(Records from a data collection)
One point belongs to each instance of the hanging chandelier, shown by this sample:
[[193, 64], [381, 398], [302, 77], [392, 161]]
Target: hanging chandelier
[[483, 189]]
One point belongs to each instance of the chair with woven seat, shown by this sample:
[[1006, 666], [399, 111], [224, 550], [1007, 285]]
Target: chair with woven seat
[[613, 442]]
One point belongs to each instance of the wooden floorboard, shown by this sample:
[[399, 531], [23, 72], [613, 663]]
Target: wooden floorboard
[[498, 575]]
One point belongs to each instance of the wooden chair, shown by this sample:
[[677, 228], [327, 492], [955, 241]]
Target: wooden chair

Given instruction: Reproduce all of the records above line for line, with no changes.

Result of this exercise:
One point belongs to each instance of the hanging chandelier, shown by this sample:
[[193, 64], [381, 398], [302, 77], [392, 161]]
Target: hanging chandelier
[[483, 189]]
One point belongs to each instance of the chair with woven seat, shown by this sample:
[[1006, 666], [399, 111], [224, 550], [1007, 285]]
Target: chair with woven seat
[[613, 442]]
One point belongs to each instance of the wooden floorboard, shown by this sample:
[[399, 531], [23, 72], [613, 663]]
Target: wooden floorboard
[[498, 575]]
One point belongs to each instance of the wooden chair, shown by this sample:
[[677, 228], [327, 492], [955, 241]]
Target: wooden chair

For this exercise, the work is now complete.